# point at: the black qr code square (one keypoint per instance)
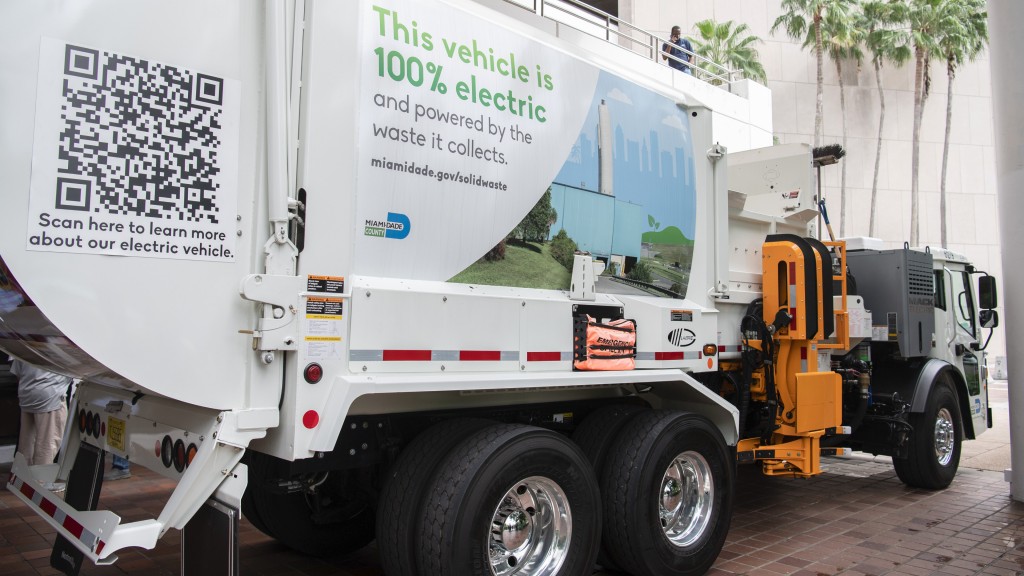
(138, 137)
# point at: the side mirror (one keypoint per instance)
(988, 318)
(986, 293)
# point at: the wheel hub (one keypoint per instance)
(945, 437)
(686, 499)
(530, 529)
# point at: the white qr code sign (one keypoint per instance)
(132, 157)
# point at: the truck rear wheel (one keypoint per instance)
(511, 499)
(597, 433)
(935, 446)
(668, 495)
(401, 499)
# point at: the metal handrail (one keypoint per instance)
(649, 44)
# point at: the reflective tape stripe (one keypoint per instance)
(669, 356)
(548, 356)
(793, 295)
(408, 355)
(434, 356)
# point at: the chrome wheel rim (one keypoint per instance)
(686, 498)
(530, 529)
(945, 437)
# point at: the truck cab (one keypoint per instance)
(962, 317)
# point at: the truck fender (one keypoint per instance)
(929, 374)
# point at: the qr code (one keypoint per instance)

-=-=-=-=-

Instructions to follow:
Rewrite all the rows above with every "qr code" changed to "QR code" and nothing else altered, leaving out the pictures.

Finished task:
# point at: the black QR code square (one keypoint per instance)
(138, 137)
# point at: the side mirror (one keypoint per instance)
(988, 318)
(986, 293)
# point at: the wheel hub (one keypoint per instance)
(945, 437)
(686, 499)
(530, 529)
# point at: the white QR code sign (one keypoint per instance)
(132, 157)
# point at: the truck rear wheel (one keypoint per instance)
(511, 499)
(597, 433)
(935, 446)
(668, 495)
(401, 499)
# point at: the metal handrail (one keypoint per instance)
(649, 44)
# point at: the reflective tape stripe (one keypoint per instance)
(669, 356)
(548, 356)
(793, 295)
(408, 355)
(434, 356)
# point at: the chrome wheel rim (one keypoint per instance)
(686, 498)
(530, 529)
(945, 437)
# point at: the truck cab (one keypoint per instance)
(962, 317)
# point at: the truck fender (one keypoint per instance)
(929, 374)
# point at: the QR code (one keypoint per instance)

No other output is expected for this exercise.